* INSTRUCTIONS FOR THE TASK
Copy down all of the data underneath, exactly as shown.

<<<<

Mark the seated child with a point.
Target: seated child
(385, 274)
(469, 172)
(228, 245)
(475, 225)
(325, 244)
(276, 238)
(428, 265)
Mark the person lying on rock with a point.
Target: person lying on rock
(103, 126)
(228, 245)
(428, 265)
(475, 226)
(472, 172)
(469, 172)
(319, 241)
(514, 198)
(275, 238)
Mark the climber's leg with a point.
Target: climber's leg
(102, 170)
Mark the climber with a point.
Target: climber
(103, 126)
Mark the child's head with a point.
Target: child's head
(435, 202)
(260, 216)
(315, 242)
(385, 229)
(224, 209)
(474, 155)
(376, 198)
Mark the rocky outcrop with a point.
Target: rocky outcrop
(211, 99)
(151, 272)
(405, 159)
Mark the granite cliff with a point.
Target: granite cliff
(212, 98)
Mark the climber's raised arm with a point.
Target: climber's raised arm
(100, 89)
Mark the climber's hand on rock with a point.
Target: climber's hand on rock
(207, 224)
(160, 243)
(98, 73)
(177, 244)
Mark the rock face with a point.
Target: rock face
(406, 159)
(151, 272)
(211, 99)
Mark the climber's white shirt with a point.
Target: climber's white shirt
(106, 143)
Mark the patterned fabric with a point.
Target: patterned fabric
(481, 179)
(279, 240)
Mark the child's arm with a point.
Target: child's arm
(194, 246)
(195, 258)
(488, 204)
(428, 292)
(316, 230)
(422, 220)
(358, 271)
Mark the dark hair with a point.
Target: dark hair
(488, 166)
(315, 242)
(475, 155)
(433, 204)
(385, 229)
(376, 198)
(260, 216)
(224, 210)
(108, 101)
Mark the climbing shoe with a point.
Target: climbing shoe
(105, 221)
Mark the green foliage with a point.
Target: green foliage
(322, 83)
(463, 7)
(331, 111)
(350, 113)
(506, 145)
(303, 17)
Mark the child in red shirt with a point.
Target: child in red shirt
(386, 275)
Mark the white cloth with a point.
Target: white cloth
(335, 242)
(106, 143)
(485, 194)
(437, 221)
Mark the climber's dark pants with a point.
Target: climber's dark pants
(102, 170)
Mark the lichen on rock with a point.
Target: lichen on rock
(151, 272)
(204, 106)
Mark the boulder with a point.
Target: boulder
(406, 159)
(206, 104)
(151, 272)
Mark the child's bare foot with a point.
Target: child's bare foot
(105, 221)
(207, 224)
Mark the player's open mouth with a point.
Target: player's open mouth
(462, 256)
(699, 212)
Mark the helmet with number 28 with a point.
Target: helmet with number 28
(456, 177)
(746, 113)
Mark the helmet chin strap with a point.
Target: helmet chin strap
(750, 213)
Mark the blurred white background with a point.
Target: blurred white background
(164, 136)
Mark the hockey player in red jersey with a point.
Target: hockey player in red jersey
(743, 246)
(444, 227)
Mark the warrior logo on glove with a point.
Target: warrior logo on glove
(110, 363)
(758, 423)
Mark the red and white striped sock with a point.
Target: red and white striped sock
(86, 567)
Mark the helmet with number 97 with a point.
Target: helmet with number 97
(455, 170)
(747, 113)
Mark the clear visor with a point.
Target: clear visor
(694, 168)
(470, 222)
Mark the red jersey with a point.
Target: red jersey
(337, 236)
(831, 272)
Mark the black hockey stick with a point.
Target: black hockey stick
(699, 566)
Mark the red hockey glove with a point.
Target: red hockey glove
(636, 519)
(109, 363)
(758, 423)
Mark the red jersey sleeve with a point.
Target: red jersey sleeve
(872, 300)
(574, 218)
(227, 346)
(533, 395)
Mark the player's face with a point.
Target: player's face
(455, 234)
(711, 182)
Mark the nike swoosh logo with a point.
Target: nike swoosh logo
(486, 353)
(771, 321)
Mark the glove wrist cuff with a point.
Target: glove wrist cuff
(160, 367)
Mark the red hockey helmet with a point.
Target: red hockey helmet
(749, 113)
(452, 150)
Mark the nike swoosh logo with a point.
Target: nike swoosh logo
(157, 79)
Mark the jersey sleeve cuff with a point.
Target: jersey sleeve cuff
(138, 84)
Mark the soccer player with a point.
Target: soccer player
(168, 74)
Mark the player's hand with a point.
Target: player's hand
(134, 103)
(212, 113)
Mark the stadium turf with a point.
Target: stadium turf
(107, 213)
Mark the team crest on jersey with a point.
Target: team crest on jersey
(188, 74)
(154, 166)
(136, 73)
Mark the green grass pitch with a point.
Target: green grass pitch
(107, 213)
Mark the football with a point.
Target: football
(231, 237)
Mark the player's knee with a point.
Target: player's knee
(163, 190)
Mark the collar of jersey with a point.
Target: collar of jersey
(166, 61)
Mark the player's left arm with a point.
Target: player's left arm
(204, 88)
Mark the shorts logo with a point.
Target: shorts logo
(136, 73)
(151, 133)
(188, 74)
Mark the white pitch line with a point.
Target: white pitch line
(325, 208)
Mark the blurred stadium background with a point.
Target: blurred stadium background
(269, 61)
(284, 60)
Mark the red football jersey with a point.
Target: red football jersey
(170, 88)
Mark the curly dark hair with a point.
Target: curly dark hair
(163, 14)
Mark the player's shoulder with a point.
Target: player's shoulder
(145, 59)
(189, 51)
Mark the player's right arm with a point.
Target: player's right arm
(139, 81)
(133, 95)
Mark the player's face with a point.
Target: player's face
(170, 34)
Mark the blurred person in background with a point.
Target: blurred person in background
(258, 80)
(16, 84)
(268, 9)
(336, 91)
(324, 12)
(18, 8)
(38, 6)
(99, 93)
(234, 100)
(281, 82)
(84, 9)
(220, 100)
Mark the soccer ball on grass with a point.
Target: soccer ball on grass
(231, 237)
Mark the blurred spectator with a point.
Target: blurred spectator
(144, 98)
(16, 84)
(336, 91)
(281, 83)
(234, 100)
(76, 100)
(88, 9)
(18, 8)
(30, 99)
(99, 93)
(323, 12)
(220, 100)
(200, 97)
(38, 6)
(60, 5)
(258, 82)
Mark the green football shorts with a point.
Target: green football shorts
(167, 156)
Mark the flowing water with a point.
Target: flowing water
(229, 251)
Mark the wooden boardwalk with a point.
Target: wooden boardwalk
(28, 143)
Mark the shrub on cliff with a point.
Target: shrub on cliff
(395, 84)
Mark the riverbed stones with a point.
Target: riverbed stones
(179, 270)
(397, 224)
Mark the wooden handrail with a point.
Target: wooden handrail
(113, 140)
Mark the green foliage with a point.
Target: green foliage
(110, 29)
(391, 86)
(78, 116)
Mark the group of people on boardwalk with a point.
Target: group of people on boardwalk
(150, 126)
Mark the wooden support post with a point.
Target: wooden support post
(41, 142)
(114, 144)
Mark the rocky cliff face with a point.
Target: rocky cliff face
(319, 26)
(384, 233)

>>>>

* COMPLETE RESPONSE
Mark the seated child with a point.
Target: seated child
(385, 274)
(469, 172)
(228, 245)
(475, 225)
(325, 244)
(276, 238)
(428, 265)
Mark the person lying on rock with a point.
Target: person lying on rock
(103, 126)
(228, 245)
(428, 265)
(475, 226)
(472, 172)
(469, 172)
(319, 241)
(514, 198)
(275, 238)
Mark the climber's leg with a point.
Target: climber's leg
(102, 170)
Mark the climber with a point.
Target: climber
(103, 126)
Mark the child's head with a point.
Target: child's head
(435, 202)
(260, 216)
(315, 242)
(385, 229)
(224, 209)
(474, 155)
(376, 198)
Mark the rocky outcrop with a point.
Target: rocky outcrop
(211, 99)
(151, 272)
(405, 159)
Mark the granite cliff with a point.
Target: granite cliff
(212, 98)
Mark the climber's raised arm with a point.
Target: climber's raised arm
(100, 89)
Mark the climber's hand on rock with a point.
Target: climber's hand on rock
(207, 224)
(160, 243)
(98, 73)
(177, 244)
Mark the rock face with a point.
Target: rock face
(406, 159)
(151, 272)
(211, 99)
Mark the climber's white shirt with a point.
Target: climber's white shirt
(106, 143)
Mark the patterned fabric with a point.
Target: patterned fabric
(481, 179)
(279, 240)
Mark the child's arm with a point.
Target: child's arm
(194, 246)
(195, 258)
(488, 204)
(428, 292)
(316, 230)
(422, 220)
(358, 271)
Mark the dark hair with a point.
Target: dark hair
(488, 166)
(315, 242)
(475, 155)
(433, 204)
(385, 229)
(376, 198)
(260, 216)
(224, 210)
(108, 101)
Mark the climbing shoe with a point.
Target: climbing shoe
(105, 221)
Mark the green foliage with a point.
Target: green foliage
(322, 83)
(463, 7)
(331, 111)
(350, 113)
(506, 145)
(303, 17)
Mark the child in red shirt with a point.
Target: child in red shirt
(386, 275)
Mark the white cloth with a point.
Target: white cloth
(335, 242)
(106, 143)
(485, 194)
(437, 221)
Mark the climber's dark pants with a point.
Target: climber's dark pants
(102, 170)
Mark the lichen on rock with a point.
Target: lichen on rock
(151, 272)
(204, 106)
Mark the boulder with a point.
Target: boulder
(406, 159)
(206, 104)
(151, 272)
Mark the child's bare foot with a point.
Target: child's bare foot
(105, 221)
(207, 224)
Mark the player's open mouth with a point.
Target: player's open mouth
(462, 256)
(699, 212)
Mark the helmet with number 28 with a point.
Target: helmet with number 28
(456, 177)
(746, 113)
Mark the helmet chin strap with a point.
Target: helmet chin strap
(750, 213)
Mark the blurred white background with a point.
Target: blurred white background
(164, 136)
Mark the hockey player in red jersey with a point.
Target: hockey player in red jersey
(743, 246)
(444, 227)
Mark the warrior logo on glove with a point.
Target: warrior logo on glove
(110, 363)
(758, 423)
Mark the red and white striped sock with a point.
Target: red and white striped sock
(86, 567)
Mark the helmet with number 97 with a point.
Target: helmet with number 97
(455, 170)
(747, 113)
Mark the clear visor with a point.
Target: clear visor
(694, 168)
(470, 222)
Mark the red jersey with a point.
Target: red jersey
(337, 236)
(831, 272)
Mark the black hockey stick with a point.
Target: black hockey stick
(699, 566)
Mark the red hockey glove with a point.
Target: red hockey glove
(636, 519)
(109, 363)
(758, 423)
Mark the red jersey sleeve with a point.
Target: red jersey sleeve
(872, 300)
(574, 218)
(227, 346)
(533, 395)
Mark the player's face with a point.
Target: player's face
(455, 234)
(711, 182)
Mark the nike swoosh logo with a point.
Target: nike swoosh logo
(486, 353)
(771, 321)
Mark the glove wrist cuff with a point.
Target: glove wrist cuff
(160, 367)
Mark the red hockey helmet with a point.
Target: red hockey helmet
(749, 113)
(452, 150)
Mark the nike swoosh logo with a point.
Target: nike swoosh logo
(157, 79)
Mark the jersey sleeve cuff with a point.
Target: jersey sleeve cuff
(138, 84)
Mark the soccer player with a point.
Target: soccer player
(168, 74)
Mark the player's hand with a point.
Target: player's hand
(134, 103)
(212, 113)
Mark the stadium turf with a point.
Target: stadium turf
(107, 213)
Mark the team crest on jersey with a point.
Target: team crest on jersey
(188, 74)
(154, 166)
(136, 73)
Mark the green grass pitch with a point.
Target: green grass pitch
(107, 213)
Mark the football with a point.
Target: football
(231, 237)
Mark the player's knee with a point.
Target: player's knee
(163, 190)
Mark the collar of jersey with a point.
Target: collar of jersey
(166, 61)
Mark the player's left arm with a point.
Target: player's left arm
(204, 88)
Mark the shorts logo with a point.
Target: shorts logo
(136, 73)
(151, 133)
(188, 74)
Mark the white pitch line with a point.
Target: white pitch line
(325, 208)
Mark the blurred stadium background with a point.
Target: blurred stadium background
(269, 61)
(284, 60)
Mark the red football jersey with a point.
Target: red football jersey
(170, 88)
Mark the curly dark hair with a point.
Target: curly dark hair
(163, 14)
Mark the player's shoulder with a point.
Target: player's shoulder
(145, 59)
(189, 51)
Mark the player's right arm with a point.
Target: player's right arm
(139, 81)
(133, 95)
Mark the player's face with a point.
Target: player's face
(170, 34)
Mark the blurred person in background with a point.
Target: blurred person in background
(258, 80)
(16, 84)
(268, 9)
(336, 91)
(324, 12)
(18, 8)
(38, 6)
(99, 93)
(234, 100)
(281, 82)
(84, 9)
(220, 100)
Mark the soccer ball on grass with a point.
Target: soccer ball on grass
(231, 237)
Mark the blurred spectator with a point.
Target: blurred spectator
(144, 98)
(16, 84)
(336, 91)
(281, 83)
(234, 100)
(76, 100)
(88, 9)
(18, 8)
(30, 99)
(99, 93)
(323, 12)
(220, 100)
(200, 97)
(38, 6)
(60, 5)
(258, 82)
Mark the green football shorts with a point.
Target: green football shorts
(167, 156)
Mark the flowing water with a point.
Target: flowing water
(229, 251)
Mark the wooden boardwalk with a point.
Target: wooden boardwalk
(28, 143)
Mark the shrub on cliff with a point.
Target: shrub on cliff
(395, 84)
Mark the riverbed stones with a point.
Target: riverbed stones
(179, 270)
(397, 224)
Mark the wooden handrail with a point.
Target: wooden handrail
(113, 140)
Mark the green foliage with a point.
Target: green foliage
(110, 29)
(391, 86)
(78, 116)
Mark the group of people on boardwalk with a point.
Target: group of people on boardwalk
(150, 126)
Mark the wooden support post with a point.
Target: wooden support post
(41, 142)
(114, 144)
Mark the rocky cliff face with a point.
Target: rocky cliff face
(319, 26)
(384, 233)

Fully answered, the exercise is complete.